--- begin ---

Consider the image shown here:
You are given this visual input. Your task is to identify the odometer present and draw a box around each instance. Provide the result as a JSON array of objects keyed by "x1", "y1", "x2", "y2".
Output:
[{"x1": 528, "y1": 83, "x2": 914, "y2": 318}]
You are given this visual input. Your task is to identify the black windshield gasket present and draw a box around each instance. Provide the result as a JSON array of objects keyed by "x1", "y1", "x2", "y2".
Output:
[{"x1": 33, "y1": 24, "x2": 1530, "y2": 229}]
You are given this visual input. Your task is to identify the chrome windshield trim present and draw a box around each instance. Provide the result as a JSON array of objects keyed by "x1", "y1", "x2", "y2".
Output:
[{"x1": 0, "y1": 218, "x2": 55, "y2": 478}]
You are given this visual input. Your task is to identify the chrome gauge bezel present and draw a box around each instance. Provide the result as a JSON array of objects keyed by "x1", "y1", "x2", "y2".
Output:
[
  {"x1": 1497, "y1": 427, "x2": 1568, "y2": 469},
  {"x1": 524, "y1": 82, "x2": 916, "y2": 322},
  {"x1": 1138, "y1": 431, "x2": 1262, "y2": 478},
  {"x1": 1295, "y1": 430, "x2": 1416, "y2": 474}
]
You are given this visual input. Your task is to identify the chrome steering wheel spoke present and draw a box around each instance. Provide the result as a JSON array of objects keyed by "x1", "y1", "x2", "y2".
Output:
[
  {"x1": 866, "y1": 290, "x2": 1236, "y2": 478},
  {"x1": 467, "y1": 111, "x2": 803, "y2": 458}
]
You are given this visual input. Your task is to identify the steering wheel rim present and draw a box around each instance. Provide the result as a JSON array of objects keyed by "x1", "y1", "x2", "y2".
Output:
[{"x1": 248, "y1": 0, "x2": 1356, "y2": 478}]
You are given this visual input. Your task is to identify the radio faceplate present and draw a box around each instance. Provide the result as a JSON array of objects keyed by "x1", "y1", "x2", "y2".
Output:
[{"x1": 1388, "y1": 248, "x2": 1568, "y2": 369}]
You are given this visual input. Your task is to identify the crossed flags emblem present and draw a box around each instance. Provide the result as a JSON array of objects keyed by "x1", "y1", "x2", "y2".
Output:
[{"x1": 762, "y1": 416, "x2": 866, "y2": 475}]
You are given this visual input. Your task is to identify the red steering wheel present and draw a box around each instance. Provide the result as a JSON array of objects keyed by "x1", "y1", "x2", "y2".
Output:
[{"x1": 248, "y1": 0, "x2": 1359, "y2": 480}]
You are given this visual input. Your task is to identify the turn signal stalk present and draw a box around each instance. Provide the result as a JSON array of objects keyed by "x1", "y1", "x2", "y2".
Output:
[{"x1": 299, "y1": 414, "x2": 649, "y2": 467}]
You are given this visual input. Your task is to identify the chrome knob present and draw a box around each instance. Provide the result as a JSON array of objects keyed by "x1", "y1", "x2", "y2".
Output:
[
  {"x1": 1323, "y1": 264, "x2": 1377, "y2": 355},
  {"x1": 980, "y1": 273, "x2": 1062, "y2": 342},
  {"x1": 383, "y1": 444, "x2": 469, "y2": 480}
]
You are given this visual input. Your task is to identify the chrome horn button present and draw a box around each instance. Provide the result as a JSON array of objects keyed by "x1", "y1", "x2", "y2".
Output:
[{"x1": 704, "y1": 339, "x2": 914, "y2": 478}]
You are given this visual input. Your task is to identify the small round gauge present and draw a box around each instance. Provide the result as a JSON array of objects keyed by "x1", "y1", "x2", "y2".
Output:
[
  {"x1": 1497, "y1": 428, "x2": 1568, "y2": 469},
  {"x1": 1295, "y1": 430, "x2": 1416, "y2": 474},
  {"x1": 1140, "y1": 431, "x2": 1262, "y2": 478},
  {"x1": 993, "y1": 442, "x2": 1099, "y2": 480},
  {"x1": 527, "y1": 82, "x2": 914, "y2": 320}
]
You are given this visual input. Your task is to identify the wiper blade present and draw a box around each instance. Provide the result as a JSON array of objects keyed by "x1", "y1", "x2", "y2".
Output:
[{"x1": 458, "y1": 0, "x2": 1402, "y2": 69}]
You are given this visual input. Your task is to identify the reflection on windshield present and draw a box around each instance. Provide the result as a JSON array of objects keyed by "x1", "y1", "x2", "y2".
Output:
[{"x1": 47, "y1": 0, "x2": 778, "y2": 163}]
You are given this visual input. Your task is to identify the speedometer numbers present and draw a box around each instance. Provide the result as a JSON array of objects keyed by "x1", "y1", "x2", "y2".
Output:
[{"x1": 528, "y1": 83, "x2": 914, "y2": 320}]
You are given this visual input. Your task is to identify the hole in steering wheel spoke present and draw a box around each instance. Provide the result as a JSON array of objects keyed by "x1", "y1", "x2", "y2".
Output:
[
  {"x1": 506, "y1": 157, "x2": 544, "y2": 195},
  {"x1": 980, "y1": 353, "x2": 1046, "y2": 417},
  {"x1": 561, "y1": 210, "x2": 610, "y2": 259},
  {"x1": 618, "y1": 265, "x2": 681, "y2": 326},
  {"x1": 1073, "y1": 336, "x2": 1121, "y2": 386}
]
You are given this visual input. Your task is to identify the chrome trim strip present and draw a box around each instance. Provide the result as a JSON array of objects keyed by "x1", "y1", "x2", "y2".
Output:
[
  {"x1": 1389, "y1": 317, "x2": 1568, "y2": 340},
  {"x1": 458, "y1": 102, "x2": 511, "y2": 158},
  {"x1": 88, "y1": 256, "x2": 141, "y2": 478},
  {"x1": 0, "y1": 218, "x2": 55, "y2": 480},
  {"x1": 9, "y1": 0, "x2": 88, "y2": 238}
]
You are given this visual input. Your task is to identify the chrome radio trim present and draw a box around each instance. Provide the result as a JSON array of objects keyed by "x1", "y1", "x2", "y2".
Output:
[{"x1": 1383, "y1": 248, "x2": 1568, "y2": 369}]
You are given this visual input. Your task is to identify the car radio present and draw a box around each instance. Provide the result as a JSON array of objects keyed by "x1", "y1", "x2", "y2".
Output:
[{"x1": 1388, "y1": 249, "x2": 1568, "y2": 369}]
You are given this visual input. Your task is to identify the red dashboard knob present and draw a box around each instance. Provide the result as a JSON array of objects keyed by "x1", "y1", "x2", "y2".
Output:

--- end ---

§ **What you should do**
Pick out and copy each line of the records that contains the string "trim". Matching is case-sensitive.

§ **Task answer**
You are given this visual input. Your task is to identify the chrome windshield trim present and draw a box around each instance. Provide the result as a JSON array of objects keyed by "x1", "y1", "x2", "y2".
You are given this visual input. Your task is to identify the chrome trim strip present and draw a box around each instance. Provide the result as a JSON array of objects keyed by "x1", "y1", "x2", "y2".
You are given this visual input. Your task is to identify the chrome radio trim present and draw a box around each instance. Provide the result as a JSON array of objects keyed by "x1", "y1", "x2", "y2".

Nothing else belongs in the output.